SOURCE PASSAGE -
------------------------------------
Each of the PGWs 236 can include one or more devices that process and/or transfer data. In one example implementation, a PGW provides connectivity of the wireless device 210 to external PDNs as a traffic exit/entry point for the wireless device 210. The wireless device 210 wireless device simultaneously connect to more than one PGW 236 for accessing multiple PDNs 250. The PGWs 236 can perform policy deployment or enforcement, packet filtering for each wireless device, charging support, lawful intercept, and packet screening. The PGWs 236 can act as anchors for mobility between different network technologies (e.g., 4G, 5G). Thus, the PGW has subscriber awareness features, stores policies that enable access to mmW services, and generates billing records.
The IMS network 240 can include an architectural framework or network for delivering IP multimedia services. The HSS 242 can include a master user database that supports devices of the IMS network 240 that handle calls. The HSS 242 can include subscriber identifiers, perform authentication and authorization of a user, and provide information about a subscriber's location and IP information. Each of the PDNs 250 can include one or more networks capable of communicating with wireless devices. As traffic conditions change in the PDNs 250, packets are dynamically routed via different paths in the PDNs 250.
The DNS 260 can include a distributed hierarchical naming system for devices, services, or any resources connected to the Internet or other networks. The DNS can associate a variety of information with domain names assigned to each of the devices, services, resources, etc. The DNS can translate domain names into numerical (e.g., binary) identifiers associated with network devices for the purpose of locating and addressing these network devices. The DNS 260 can execute special-purpose networking software, may include a public IP address, and may provide a database of network names and IP addresses for network devices such as the PGWs 236.
Other implementations can include fewer, additional, or different devices or networks, or differently arranged devices or networks than depicted in
Simulated Continuous mmW Access
The simulated continuous mmW access is enabled in part by the high-capacity local memory of wireless devices. When a wireless device is on a non-mmW band or disconnected from the network entirely, the wireless device autonomously queues data items (e.g., content, software) for download that is scheduled to occur when the wireless device is on an mmW band. Then, when the user selects the data items from the wireless device, the user can experience high-speed, low-latency, high capacity access regardless of whether the wireless device is connected to the 5G network over an mmW or non-mmW link.
The disclosed technology uses a trusted network source to confirm that a wireless device is on an mmW link, which can prevent the wireless device from performing scheduled downloads while on non-mmW links. This addresses an additional problem of a hacked wireless device that tricks the network into allowing downloads while on a non-mmW link. In one example, a NAN is a trusted source that confirms to an upstream PGW that the wireless device can access an mmW link for downloads. As indicated earlier, the PGW has subscriber awareness features, stores policies that enable access to mmW services, and generates billing records.
------------------------------------
[Data items]
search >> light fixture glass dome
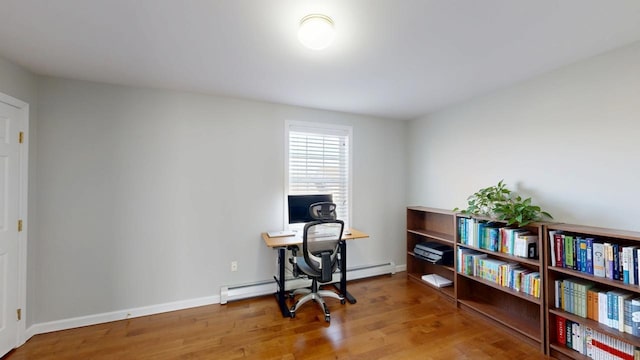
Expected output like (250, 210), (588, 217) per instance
(298, 14), (335, 50)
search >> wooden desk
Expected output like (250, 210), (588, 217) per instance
(262, 229), (369, 317)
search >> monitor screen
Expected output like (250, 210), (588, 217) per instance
(289, 194), (333, 224)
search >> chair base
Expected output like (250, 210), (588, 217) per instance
(289, 280), (345, 322)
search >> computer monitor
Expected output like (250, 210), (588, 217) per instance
(288, 194), (333, 224)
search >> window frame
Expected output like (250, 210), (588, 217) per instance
(283, 120), (353, 229)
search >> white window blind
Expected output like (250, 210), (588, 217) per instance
(287, 123), (351, 226)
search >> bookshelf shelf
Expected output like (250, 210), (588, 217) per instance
(458, 299), (543, 343)
(543, 224), (640, 359)
(458, 244), (540, 267)
(407, 229), (454, 244)
(455, 214), (546, 352)
(549, 308), (640, 346)
(407, 206), (455, 302)
(458, 273), (542, 305)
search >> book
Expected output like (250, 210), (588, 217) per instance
(549, 230), (556, 266)
(556, 316), (567, 345)
(422, 274), (453, 287)
(623, 297), (633, 334)
(553, 232), (564, 267)
(562, 235), (575, 269)
(631, 298), (640, 336)
(585, 238), (593, 275)
(593, 242), (606, 277)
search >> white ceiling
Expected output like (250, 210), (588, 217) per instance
(0, 0), (640, 119)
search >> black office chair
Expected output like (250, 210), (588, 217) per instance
(290, 203), (345, 322)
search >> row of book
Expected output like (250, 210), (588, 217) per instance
(457, 247), (540, 298)
(555, 279), (640, 336)
(556, 316), (640, 360)
(549, 230), (640, 285)
(458, 217), (538, 259)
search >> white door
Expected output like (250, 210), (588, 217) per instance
(0, 100), (20, 356)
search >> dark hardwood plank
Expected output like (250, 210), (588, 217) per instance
(5, 273), (547, 360)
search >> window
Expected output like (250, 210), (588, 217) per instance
(285, 121), (352, 227)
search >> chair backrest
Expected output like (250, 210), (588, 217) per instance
(302, 219), (344, 282)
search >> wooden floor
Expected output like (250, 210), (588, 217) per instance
(4, 273), (546, 360)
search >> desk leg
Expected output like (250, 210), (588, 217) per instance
(275, 247), (291, 317)
(334, 240), (357, 304)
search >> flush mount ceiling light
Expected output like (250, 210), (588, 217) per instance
(298, 14), (335, 50)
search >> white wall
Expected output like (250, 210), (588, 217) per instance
(31, 78), (406, 323)
(408, 43), (640, 230)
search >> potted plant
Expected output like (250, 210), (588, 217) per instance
(453, 180), (553, 226)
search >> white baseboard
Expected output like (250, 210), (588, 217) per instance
(25, 295), (220, 340)
(24, 262), (407, 341)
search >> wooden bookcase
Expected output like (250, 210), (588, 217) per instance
(544, 224), (640, 359)
(407, 206), (456, 301)
(407, 206), (546, 352)
(455, 214), (546, 352)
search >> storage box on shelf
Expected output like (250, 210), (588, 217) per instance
(407, 206), (455, 301)
(544, 224), (640, 359)
(455, 214), (545, 352)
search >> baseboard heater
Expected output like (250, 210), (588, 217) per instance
(220, 261), (396, 304)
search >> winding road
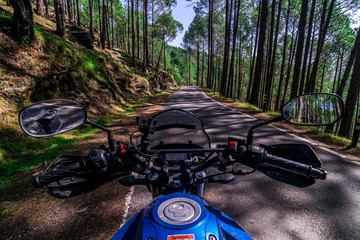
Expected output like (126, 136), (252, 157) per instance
(124, 87), (360, 240)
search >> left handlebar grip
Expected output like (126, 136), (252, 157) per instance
(32, 162), (81, 188)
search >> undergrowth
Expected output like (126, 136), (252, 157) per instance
(205, 89), (360, 150)
(0, 91), (169, 190)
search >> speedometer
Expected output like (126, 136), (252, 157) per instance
(165, 153), (187, 161)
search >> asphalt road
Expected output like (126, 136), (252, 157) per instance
(127, 87), (360, 240)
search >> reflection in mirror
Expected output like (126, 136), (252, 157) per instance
(19, 100), (86, 137)
(282, 93), (344, 126)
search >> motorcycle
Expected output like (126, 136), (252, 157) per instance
(19, 93), (344, 240)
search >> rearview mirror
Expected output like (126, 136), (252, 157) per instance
(282, 93), (344, 126)
(19, 99), (87, 137)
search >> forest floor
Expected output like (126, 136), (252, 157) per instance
(0, 93), (170, 239)
(203, 89), (360, 162)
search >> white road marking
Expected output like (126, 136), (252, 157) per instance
(120, 186), (135, 228)
(200, 89), (353, 159)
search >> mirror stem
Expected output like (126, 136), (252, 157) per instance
(85, 119), (116, 154)
(246, 115), (284, 146)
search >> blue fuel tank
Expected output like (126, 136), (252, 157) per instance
(112, 193), (251, 240)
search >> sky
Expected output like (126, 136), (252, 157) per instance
(169, 0), (195, 47)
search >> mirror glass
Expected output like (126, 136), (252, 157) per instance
(19, 100), (86, 137)
(282, 93), (344, 126)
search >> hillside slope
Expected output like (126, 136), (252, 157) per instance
(0, 0), (176, 178)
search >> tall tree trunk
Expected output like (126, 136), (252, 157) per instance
(76, 0), (81, 27)
(250, 0), (269, 106)
(156, 44), (164, 68)
(336, 48), (344, 91)
(290, 0), (308, 98)
(220, 0), (233, 96)
(339, 31), (360, 138)
(135, 0), (140, 59)
(299, 0), (316, 94)
(131, 0), (136, 66)
(206, 0), (214, 88)
(304, 20), (316, 86)
(67, 0), (74, 25)
(89, 0), (95, 40)
(305, 0), (335, 92)
(99, 0), (106, 49)
(151, 0), (155, 65)
(188, 52), (191, 86)
(336, 27), (360, 96)
(127, 0), (131, 53)
(275, 1), (290, 111)
(196, 43), (200, 86)
(280, 29), (298, 106)
(246, 0), (261, 102)
(10, 0), (36, 41)
(143, 0), (150, 70)
(164, 35), (166, 71)
(200, 41), (205, 87)
(110, 0), (114, 47)
(331, 55), (340, 92)
(103, 0), (112, 49)
(54, 0), (66, 37)
(264, 0), (282, 111)
(36, 0), (44, 16)
(263, 0), (276, 111)
(98, 0), (101, 46)
(44, 0), (49, 16)
(227, 0), (241, 97)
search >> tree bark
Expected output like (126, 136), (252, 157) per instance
(151, 0), (155, 65)
(127, 0), (131, 53)
(76, 0), (81, 27)
(263, 0), (276, 111)
(135, 0), (140, 59)
(10, 0), (35, 41)
(227, 0), (241, 97)
(305, 0), (335, 92)
(54, 0), (66, 37)
(143, 0), (150, 70)
(280, 28), (298, 106)
(336, 28), (360, 96)
(103, 0), (112, 49)
(339, 31), (360, 138)
(250, 0), (269, 106)
(290, 0), (308, 98)
(299, 0), (316, 94)
(110, 0), (114, 47)
(275, 1), (290, 111)
(89, 0), (95, 40)
(131, 0), (136, 64)
(246, 0), (261, 102)
(196, 43), (200, 86)
(220, 0), (233, 96)
(36, 0), (44, 16)
(67, 0), (74, 25)
(206, 0), (214, 88)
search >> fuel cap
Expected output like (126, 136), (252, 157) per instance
(157, 197), (201, 226)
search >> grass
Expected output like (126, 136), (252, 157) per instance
(0, 91), (173, 190)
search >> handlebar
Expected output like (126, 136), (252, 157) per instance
(261, 153), (327, 180)
(33, 162), (81, 188)
(33, 142), (327, 188)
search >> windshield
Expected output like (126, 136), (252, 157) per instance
(150, 109), (210, 148)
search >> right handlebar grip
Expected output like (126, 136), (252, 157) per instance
(263, 153), (327, 180)
(33, 162), (81, 188)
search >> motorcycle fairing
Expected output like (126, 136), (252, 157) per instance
(112, 193), (251, 240)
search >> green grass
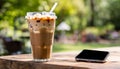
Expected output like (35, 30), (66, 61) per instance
(53, 42), (120, 52)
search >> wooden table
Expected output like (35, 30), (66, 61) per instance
(0, 47), (120, 69)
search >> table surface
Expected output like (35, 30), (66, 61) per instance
(0, 46), (120, 69)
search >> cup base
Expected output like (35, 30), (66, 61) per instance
(33, 59), (50, 62)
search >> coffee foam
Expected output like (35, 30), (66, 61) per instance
(25, 12), (57, 19)
(28, 20), (55, 33)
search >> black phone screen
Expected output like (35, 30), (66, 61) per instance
(76, 49), (109, 61)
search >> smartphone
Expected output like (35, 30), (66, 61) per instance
(75, 49), (109, 63)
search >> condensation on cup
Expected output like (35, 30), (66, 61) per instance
(25, 12), (57, 61)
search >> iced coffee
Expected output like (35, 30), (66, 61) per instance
(26, 12), (56, 61)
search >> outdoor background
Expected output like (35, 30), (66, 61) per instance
(0, 0), (120, 55)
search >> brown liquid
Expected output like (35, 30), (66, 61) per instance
(29, 19), (54, 59)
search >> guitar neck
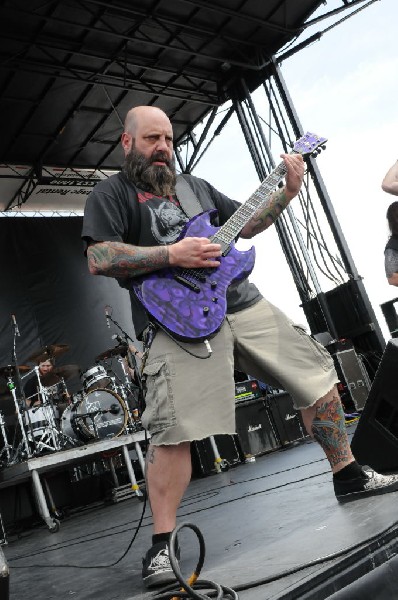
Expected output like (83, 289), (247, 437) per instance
(213, 161), (287, 246)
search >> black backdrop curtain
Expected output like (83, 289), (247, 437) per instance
(0, 217), (139, 412)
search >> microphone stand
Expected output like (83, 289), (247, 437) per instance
(107, 314), (145, 416)
(7, 322), (32, 458)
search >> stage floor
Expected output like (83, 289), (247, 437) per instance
(3, 427), (398, 600)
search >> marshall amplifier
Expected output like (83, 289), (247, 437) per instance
(191, 434), (244, 477)
(267, 391), (308, 446)
(235, 398), (280, 456)
(235, 379), (262, 403)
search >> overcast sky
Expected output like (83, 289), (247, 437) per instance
(194, 0), (398, 340)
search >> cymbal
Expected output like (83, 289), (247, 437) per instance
(28, 344), (70, 363)
(95, 344), (128, 361)
(0, 365), (31, 377)
(54, 365), (80, 379)
(40, 365), (80, 387)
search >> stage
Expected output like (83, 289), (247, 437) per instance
(3, 426), (398, 600)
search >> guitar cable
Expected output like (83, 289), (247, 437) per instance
(156, 323), (213, 360)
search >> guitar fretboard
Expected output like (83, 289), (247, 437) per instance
(213, 161), (287, 246)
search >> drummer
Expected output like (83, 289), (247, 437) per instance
(24, 358), (54, 408)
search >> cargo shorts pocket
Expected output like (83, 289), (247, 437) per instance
(292, 323), (334, 371)
(142, 360), (177, 433)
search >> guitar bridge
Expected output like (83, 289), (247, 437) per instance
(174, 275), (200, 294)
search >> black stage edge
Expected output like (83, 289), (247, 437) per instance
(4, 426), (398, 600)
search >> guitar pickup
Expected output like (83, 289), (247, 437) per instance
(174, 275), (200, 294)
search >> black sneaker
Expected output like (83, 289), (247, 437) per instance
(333, 467), (398, 502)
(142, 542), (178, 588)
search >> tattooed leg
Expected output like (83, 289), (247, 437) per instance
(146, 442), (191, 533)
(302, 387), (355, 473)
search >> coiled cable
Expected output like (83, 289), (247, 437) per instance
(153, 523), (239, 600)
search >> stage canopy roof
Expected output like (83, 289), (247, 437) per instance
(0, 0), (358, 211)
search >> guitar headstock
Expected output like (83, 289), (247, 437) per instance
(293, 131), (327, 157)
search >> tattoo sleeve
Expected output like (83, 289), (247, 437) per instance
(87, 242), (169, 278)
(312, 397), (351, 467)
(248, 188), (290, 235)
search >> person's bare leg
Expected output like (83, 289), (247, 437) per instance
(301, 386), (355, 473)
(146, 442), (192, 534)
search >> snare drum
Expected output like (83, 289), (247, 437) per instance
(82, 365), (112, 393)
(61, 388), (128, 442)
(24, 406), (57, 440)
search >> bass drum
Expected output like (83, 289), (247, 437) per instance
(81, 365), (112, 393)
(61, 389), (128, 442)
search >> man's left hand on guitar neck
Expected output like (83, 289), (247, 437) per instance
(241, 154), (304, 239)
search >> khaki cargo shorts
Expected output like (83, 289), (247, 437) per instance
(142, 299), (338, 445)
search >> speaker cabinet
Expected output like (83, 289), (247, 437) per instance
(191, 435), (244, 477)
(268, 392), (307, 446)
(235, 398), (280, 456)
(332, 349), (370, 410)
(351, 339), (398, 471)
(0, 546), (10, 600)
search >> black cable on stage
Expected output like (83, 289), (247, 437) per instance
(9, 494), (147, 569)
(152, 523), (239, 600)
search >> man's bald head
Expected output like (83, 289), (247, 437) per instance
(124, 106), (172, 137)
(121, 106), (176, 196)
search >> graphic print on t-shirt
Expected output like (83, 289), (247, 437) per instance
(138, 193), (188, 245)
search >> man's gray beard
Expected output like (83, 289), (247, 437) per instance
(123, 148), (176, 196)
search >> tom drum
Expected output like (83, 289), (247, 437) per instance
(61, 388), (128, 442)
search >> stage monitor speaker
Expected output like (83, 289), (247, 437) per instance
(332, 348), (370, 410)
(0, 546), (10, 600)
(235, 398), (281, 456)
(267, 392), (307, 446)
(351, 339), (398, 472)
(191, 434), (244, 477)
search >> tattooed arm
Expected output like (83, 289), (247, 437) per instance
(381, 161), (398, 196)
(241, 154), (304, 239)
(87, 237), (221, 278)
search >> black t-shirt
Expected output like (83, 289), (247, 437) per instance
(82, 173), (261, 339)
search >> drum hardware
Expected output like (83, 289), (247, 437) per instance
(22, 365), (78, 455)
(28, 344), (70, 363)
(95, 342), (128, 362)
(41, 365), (80, 387)
(1, 365), (32, 464)
(61, 388), (127, 443)
(81, 365), (112, 393)
(0, 411), (14, 466)
(118, 356), (142, 433)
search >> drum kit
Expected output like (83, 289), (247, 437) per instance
(0, 342), (142, 467)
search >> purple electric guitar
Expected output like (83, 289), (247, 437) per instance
(132, 133), (327, 342)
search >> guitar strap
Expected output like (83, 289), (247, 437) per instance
(176, 175), (203, 219)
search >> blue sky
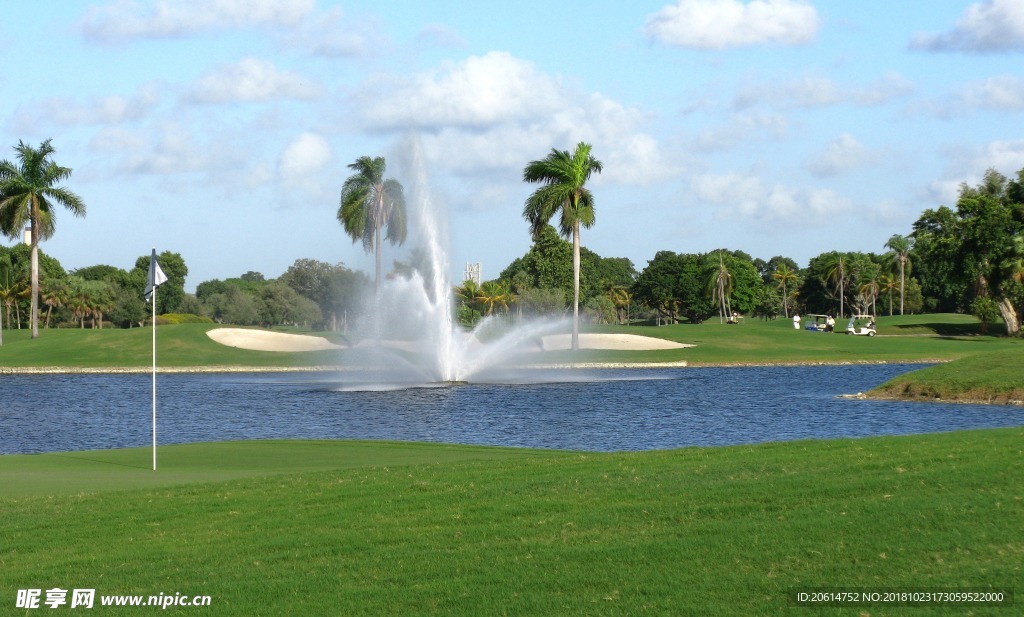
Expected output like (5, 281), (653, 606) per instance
(0, 0), (1024, 289)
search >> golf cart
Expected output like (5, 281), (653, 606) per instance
(846, 315), (877, 337)
(804, 315), (828, 333)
------------------------------------
From the passage on network gateways and mmW access, quote word for word the part starting at "Other implementations can" and ending at "or non-mmW link.". The records stand on their own and are separate from the text.

Other implementations can include fewer, additional, or different devices or networks, or differently arranged devices or networks than depicted in
Simulated Continuous mmW Access
The simulated continuous mmW access is enabled in part by the high-capacity local memory of wireless devices. When a wireless device is on a non-mmW band or disconnected from the network entirely, the wireless device autonomously queues data items (e.g., content, software) for download that is scheduled to occur when the wireless device is on an mmW band. Then, when the user selects the data items from the wireless device, the user can experience high-speed, low-latency, high capacity access regardless of whether the wireless device is connected to the 5G network over an mmW or non-mmW link.